## Begin Task material

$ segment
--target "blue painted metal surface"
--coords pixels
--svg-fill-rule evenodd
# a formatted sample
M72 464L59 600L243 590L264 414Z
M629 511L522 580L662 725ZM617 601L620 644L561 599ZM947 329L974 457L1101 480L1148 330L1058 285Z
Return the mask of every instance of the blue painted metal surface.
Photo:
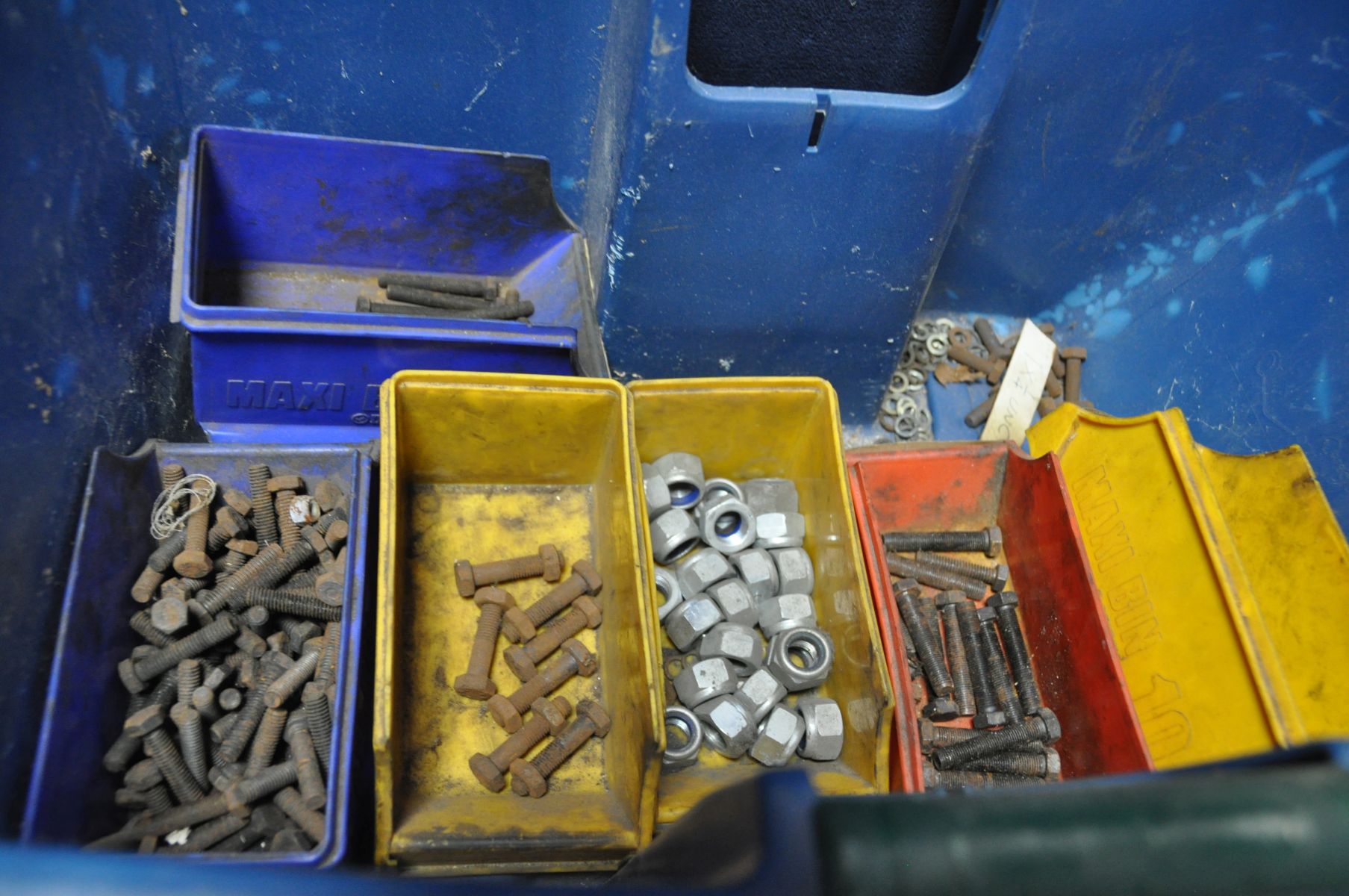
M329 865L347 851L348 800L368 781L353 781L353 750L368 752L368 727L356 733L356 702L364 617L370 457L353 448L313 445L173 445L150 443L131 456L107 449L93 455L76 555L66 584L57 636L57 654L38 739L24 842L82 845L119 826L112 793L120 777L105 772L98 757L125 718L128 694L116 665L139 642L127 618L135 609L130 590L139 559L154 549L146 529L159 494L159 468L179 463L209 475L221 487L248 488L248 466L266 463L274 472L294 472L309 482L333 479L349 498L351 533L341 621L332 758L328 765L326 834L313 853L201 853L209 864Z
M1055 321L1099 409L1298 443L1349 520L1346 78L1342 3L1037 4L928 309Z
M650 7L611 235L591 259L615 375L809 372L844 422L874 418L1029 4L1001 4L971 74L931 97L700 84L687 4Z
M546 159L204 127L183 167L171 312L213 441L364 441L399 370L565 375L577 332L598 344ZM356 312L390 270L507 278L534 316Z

## End Task material

(Directions) Copy out the records above line for line without changing anything, and leave the pictures out.

(Result)
$ segment
--target "blue painted metal surface"
--coords pixels
--svg-fill-rule evenodd
# a formatted sample
M72 464L59 600L243 590L264 414Z
M629 511L522 580L662 725ZM617 601L620 644L561 599ZM947 329L974 457L1101 480L1148 330L1058 285Z
Return the mask of every instance of the blue painted metal surface.
Photo:
M329 865L347 851L348 800L368 781L353 781L353 750L368 752L368 727L356 733L356 702L364 617L370 457L353 448L313 445L173 445L150 443L131 456L107 449L93 455L76 555L66 584L57 636L57 654L38 739L24 842L82 845L119 826L112 793L120 777L105 772L98 757L125 718L128 694L116 665L139 642L127 618L135 609L130 590L139 559L154 549L146 529L159 494L159 468L179 463L209 475L221 487L248 488L248 466L266 463L274 472L294 472L309 482L333 479L349 498L351 533L341 621L332 758L328 765L326 834L313 853L201 853L209 864Z
M1055 321L1099 409L1298 443L1349 520L1346 78L1342 3L1037 4L928 309Z
M650 7L611 235L591 259L615 375L809 372L844 422L874 418L1029 4L1001 4L971 74L931 97L700 84L687 4Z
M546 159L204 127L183 167L171 312L213 441L364 441L399 370L565 375L577 332L598 344ZM356 312L390 270L507 278L534 316Z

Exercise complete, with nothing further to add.